EXTRAIT →
-=-=-
Les banquiers et les experts ont déclaré que la CSRC essayait de canaliser l’argent vers des secteurs qu’elle jugeait stratégiquement importants, le pays cherchant à atteindre l’autonomie technologique et la croissance économique.
Selon les analystes, la décision de l’autorité de régulation de rafraîchir les directives relatives aux cotations souligne les efforts de Pékin pour que les bourses de valeurs du pays servent son programme national.
« Le gouvernement chinois ne veut pas d’un marché boursier basé sur le marché », a déclaré Larry Hu, économiste au Macquarie Group à Hong Kong. « Il en veut un qui aide les autorités à mener à bien la politique industrielle ».
La CSRC n’a pas immédiatement répondu à une demande de commentaire.
Les dernières orientations en matière de cotation font suite à une vague d’introductions en bourse, Pékin ayant assoupli en décembre les contrôles sur le financement par actions, en particulier dans le secteur immobilier, afin de relancer l’économie après qu’elle ait été fortement freinée par des années de restrictions sévères liées à la pandémie.
-=-=-
INFORMATIONS →
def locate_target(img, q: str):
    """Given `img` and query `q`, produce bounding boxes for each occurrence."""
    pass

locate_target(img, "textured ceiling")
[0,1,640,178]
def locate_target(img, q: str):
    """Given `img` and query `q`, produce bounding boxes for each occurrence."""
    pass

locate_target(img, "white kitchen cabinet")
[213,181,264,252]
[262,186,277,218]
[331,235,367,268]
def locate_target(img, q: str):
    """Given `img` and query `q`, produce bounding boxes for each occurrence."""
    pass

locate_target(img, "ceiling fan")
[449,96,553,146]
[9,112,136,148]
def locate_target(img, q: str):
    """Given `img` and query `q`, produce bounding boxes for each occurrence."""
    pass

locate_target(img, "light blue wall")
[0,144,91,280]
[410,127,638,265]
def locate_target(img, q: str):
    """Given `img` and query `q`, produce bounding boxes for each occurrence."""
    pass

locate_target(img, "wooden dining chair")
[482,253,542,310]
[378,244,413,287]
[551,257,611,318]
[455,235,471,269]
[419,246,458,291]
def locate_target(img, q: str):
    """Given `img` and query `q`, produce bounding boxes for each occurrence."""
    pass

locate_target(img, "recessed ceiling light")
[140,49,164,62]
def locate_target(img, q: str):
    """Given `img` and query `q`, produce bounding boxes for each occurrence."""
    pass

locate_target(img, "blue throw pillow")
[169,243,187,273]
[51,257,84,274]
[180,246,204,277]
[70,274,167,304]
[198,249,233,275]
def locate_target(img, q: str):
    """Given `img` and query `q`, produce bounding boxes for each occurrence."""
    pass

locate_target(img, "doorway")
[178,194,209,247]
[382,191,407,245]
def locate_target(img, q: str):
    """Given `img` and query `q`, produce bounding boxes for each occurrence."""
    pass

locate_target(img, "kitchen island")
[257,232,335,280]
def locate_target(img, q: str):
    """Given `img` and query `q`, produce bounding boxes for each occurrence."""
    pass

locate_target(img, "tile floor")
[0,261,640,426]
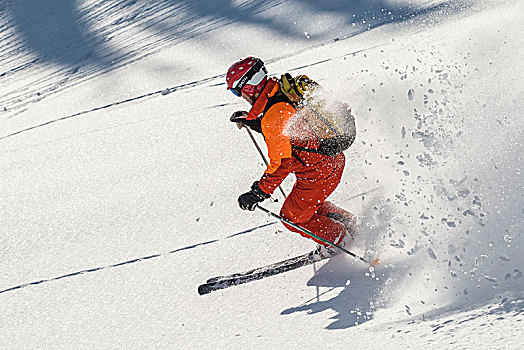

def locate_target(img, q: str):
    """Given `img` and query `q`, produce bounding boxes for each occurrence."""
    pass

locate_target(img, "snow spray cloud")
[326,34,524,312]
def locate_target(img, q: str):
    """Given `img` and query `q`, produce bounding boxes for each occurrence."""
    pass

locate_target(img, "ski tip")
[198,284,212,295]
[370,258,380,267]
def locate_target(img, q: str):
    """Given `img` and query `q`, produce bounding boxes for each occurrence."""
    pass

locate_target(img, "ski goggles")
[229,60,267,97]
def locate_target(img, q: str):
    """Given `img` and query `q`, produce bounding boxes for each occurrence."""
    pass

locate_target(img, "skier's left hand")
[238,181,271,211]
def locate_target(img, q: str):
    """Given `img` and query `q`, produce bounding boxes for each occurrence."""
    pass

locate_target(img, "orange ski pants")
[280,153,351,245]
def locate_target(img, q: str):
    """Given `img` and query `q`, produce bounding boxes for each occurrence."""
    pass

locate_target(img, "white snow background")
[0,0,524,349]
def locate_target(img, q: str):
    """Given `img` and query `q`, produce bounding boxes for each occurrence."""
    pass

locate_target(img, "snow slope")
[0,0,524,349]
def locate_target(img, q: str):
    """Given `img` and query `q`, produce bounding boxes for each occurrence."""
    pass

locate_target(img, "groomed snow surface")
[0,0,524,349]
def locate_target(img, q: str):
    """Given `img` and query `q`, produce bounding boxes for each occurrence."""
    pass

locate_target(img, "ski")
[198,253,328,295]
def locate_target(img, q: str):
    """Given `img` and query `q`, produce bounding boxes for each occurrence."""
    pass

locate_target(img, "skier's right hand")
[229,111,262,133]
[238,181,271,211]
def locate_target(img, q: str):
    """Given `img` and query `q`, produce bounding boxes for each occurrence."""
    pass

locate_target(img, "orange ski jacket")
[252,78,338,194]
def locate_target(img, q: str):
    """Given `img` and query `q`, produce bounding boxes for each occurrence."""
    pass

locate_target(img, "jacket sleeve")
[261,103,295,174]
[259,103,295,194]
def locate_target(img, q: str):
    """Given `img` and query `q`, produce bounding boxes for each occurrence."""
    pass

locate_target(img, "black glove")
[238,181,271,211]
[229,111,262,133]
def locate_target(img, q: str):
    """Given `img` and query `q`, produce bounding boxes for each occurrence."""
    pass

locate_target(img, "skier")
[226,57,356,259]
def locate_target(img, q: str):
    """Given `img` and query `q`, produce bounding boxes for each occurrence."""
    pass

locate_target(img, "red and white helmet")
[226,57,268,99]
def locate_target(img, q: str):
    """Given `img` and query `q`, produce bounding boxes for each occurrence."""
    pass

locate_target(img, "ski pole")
-=-=-
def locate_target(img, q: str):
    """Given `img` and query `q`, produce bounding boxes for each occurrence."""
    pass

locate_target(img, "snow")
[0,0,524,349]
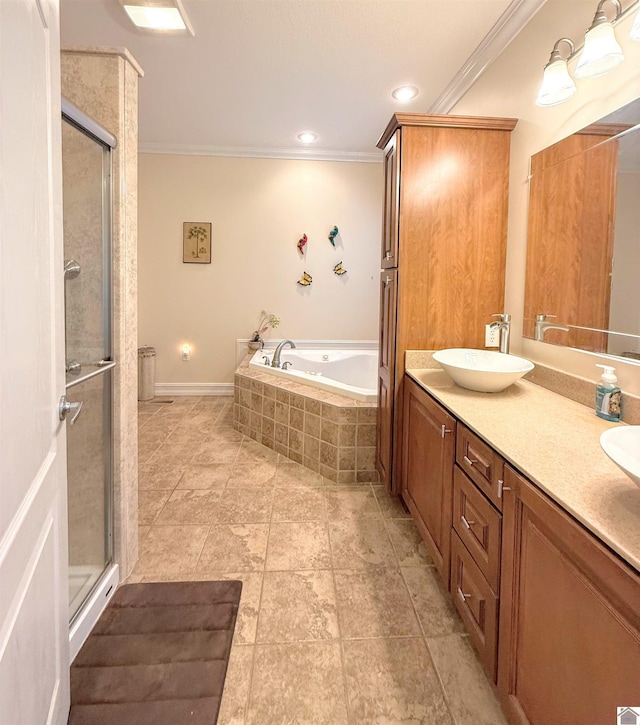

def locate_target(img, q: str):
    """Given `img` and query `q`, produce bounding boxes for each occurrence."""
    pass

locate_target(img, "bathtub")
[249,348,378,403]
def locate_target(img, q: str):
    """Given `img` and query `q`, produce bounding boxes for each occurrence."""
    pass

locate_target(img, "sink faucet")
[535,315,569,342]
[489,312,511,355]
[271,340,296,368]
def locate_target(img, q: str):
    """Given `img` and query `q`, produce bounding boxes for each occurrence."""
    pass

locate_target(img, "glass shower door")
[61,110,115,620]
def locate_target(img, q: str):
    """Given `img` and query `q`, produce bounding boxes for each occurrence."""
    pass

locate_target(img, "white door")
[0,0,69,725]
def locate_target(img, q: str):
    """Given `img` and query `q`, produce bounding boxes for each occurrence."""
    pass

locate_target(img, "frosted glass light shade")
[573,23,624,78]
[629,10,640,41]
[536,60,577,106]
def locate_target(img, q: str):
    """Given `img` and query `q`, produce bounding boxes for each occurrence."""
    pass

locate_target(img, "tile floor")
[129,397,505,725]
-=-=-
TÂCHES À RÉALISER →
a. Répondez à ces questions sur l'extrait consacré à la CSRC :
(i) Quel poste Larry Hu occupe-t-il, et dans quelle entreprise ?
(ii) En quel mois Pékin a-t-il assoupli les contrôles sur le financement par actions ?
(iii) Quel secteur est cité en particulier pour cet assouplissement ?
b. Ces affirmations concordent-elles avec l'extrait consacré à la CSRC ? Répondez par oui ou non et citez les mots décisifs.
(i) La CSRC a immédiatement répondu à une demande de commentaire.
(ii) Selon Larry Hu, le gouvernement chinois veut un marché boursier qui aide les autorités à mener la politique industrielle.
(iii) L'assouplissement des contrôles visait à relancer l'économie.
c. Poursuivez l'extrait consacré à la CSRC et aux règles de cotation à partir de sa dernière phrase.

RÉPONSES RÉDIGÉES →
a.
(i) Il est économiste au Macquarie Group, à Hong Kong.
(ii) En décembre.
(iii) Le secteur immobilier.

b.
(i) Non : « La CSRC n’a pas immédiatement répondu à une demande de commentaire. »
(ii) Oui : « Il en veut un qui aide les autorités à mener à bien la politique industrielle ».
(iii) Oui : « afin de relancer l’économie ».

c.
Contrairement aux cotations languissantes aux États-Unis l’année dernière, 428 sociétés ont levé un montant record de 587 milliards de Rmb (87 milliards de dollars) sur les bourses de Shanghai et de Shenzhen. Cette dynamique devrait se poursuivre avec plus de 760 groupes en attente d’introduction en bourse, selon Wind, un fournisseur de données financières. Certaines de ces introductions en bourse pourraient maintenant être victimes des dernières directives.
Ces réglementations interviennent alors même que la CSRC s’est engagée à faire avancer les réformes visant à supprimer les obstacles réglementaires à l’introduction en bourse.
Industries classées « feu rouge » et « feu jaune ».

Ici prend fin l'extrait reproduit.